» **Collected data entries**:
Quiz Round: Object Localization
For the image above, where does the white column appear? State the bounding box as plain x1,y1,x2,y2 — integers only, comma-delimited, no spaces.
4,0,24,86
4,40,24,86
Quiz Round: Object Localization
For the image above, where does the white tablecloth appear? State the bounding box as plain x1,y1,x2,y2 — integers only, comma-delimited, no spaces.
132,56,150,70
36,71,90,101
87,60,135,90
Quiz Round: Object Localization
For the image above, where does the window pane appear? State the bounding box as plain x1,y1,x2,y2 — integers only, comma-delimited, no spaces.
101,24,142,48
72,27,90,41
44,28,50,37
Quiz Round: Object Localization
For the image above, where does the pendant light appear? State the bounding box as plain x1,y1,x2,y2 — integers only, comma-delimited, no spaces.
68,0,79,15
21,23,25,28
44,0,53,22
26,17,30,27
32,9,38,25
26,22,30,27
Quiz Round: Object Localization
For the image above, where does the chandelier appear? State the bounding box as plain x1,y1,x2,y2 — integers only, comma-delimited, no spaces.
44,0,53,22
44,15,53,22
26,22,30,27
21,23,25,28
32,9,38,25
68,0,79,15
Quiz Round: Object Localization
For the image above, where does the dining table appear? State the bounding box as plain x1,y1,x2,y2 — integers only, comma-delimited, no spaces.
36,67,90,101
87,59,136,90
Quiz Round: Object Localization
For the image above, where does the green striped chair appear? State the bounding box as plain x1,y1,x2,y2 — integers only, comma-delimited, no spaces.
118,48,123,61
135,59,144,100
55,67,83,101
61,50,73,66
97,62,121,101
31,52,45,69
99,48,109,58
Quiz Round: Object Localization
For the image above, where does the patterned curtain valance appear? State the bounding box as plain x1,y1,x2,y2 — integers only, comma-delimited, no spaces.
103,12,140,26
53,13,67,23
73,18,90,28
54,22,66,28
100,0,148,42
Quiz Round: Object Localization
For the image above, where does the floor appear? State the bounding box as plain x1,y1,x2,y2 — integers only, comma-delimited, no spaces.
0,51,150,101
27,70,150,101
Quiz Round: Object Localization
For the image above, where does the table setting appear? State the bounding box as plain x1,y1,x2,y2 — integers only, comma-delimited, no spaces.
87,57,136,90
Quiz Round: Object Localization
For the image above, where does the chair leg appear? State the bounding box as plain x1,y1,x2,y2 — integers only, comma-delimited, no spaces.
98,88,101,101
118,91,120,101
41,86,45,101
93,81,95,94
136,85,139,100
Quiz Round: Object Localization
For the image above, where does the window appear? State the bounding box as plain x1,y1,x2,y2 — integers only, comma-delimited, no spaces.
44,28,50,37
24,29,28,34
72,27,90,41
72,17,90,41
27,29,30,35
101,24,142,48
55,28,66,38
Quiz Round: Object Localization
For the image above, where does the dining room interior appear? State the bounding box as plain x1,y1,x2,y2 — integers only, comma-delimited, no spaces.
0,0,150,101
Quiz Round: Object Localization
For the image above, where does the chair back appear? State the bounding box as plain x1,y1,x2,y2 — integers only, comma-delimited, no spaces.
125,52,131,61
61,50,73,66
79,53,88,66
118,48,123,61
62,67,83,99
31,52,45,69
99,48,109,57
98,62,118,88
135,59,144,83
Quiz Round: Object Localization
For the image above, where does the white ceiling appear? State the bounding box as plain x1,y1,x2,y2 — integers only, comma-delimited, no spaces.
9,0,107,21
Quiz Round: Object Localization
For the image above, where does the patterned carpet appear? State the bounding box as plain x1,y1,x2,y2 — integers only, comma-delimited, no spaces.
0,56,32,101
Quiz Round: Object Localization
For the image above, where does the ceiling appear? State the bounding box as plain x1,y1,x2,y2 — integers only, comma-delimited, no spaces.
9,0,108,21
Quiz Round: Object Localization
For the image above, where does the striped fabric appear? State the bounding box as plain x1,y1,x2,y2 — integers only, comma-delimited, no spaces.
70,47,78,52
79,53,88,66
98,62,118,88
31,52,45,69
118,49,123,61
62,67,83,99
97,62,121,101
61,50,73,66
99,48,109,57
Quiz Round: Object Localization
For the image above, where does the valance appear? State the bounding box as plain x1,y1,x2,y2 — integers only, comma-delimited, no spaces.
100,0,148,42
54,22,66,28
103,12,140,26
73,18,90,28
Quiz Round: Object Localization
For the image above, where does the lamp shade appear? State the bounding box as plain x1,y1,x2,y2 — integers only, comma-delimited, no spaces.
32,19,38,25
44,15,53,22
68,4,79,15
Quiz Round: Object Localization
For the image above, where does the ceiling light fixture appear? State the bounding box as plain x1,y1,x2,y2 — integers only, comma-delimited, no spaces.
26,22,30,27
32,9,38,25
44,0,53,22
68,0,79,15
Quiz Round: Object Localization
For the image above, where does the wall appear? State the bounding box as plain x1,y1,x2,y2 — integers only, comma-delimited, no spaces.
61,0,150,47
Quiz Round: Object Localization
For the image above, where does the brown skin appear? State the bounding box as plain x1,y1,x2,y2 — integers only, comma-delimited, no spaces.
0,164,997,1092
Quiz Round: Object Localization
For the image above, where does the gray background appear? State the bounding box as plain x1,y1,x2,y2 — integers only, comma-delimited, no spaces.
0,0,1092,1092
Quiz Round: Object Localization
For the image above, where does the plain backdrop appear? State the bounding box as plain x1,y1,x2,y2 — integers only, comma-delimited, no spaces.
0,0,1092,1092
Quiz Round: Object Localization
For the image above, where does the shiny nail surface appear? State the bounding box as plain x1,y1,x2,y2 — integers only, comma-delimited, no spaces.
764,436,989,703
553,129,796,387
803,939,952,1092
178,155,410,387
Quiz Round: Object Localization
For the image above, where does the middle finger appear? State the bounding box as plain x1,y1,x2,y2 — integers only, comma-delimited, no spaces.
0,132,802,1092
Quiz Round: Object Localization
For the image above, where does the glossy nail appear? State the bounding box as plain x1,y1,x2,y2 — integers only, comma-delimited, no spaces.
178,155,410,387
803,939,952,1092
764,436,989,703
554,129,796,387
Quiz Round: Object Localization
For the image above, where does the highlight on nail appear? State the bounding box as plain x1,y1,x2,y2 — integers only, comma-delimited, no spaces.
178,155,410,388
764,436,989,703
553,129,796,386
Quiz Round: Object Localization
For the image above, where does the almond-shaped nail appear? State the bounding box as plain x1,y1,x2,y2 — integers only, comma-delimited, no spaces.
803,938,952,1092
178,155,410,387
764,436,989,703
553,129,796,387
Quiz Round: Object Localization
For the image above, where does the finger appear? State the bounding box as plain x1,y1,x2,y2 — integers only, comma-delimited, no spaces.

==

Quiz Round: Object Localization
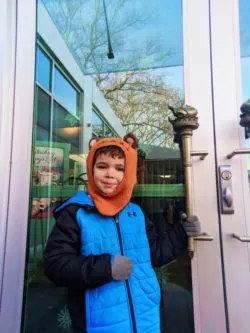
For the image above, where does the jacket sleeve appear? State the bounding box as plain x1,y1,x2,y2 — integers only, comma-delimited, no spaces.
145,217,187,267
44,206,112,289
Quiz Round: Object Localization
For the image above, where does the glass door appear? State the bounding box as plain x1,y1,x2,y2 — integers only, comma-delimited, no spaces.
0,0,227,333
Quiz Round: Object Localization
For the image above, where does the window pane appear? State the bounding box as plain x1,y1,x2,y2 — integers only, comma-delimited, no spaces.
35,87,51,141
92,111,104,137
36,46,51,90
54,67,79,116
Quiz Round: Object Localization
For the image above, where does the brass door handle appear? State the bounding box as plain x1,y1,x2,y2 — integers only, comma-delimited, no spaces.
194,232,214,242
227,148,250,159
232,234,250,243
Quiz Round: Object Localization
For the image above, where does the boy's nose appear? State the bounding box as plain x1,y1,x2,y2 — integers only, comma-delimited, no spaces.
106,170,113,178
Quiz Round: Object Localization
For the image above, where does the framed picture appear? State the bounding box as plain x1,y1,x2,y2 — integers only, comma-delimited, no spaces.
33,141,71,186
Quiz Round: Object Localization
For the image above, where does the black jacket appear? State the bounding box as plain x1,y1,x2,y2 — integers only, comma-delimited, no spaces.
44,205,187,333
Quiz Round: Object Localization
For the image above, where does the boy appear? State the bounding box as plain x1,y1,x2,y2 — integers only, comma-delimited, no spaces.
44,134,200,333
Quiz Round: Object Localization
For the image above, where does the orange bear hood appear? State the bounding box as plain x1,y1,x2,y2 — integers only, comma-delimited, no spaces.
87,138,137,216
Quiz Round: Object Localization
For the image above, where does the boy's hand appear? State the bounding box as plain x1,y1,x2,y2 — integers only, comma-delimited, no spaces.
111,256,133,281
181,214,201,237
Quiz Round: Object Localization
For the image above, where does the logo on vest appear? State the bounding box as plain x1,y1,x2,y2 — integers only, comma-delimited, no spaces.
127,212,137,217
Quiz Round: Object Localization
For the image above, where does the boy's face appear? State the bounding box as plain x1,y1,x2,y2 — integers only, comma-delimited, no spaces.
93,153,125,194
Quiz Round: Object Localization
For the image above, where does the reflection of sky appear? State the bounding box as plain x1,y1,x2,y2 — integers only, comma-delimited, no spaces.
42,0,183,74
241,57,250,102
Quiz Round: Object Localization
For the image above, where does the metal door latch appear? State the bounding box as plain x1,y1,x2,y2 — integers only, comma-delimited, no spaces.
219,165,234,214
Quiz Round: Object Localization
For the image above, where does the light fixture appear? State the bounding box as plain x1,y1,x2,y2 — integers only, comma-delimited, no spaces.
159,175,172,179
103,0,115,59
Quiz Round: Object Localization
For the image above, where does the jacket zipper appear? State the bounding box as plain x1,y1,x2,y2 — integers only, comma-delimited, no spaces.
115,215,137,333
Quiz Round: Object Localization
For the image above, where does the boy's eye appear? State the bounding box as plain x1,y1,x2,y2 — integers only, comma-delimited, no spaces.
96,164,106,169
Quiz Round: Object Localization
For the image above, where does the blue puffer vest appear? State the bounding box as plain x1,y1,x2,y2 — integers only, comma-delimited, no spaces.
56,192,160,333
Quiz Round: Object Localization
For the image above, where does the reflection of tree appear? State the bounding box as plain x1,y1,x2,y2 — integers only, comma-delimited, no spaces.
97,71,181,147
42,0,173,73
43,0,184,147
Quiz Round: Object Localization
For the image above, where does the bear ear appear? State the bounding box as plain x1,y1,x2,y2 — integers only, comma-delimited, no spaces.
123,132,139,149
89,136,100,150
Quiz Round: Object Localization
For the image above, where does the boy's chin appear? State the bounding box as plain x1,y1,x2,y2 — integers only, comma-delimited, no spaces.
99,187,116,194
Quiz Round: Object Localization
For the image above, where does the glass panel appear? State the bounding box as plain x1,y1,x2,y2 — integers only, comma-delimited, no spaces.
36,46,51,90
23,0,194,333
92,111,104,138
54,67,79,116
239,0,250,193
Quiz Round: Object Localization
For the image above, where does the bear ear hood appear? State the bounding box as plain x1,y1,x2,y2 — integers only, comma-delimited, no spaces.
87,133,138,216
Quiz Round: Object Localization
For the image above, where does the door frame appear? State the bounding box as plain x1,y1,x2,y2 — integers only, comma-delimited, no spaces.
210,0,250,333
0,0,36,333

» **Problem statement**: State how many lines of the records contain the string "fixture".

» **Task solution**: 2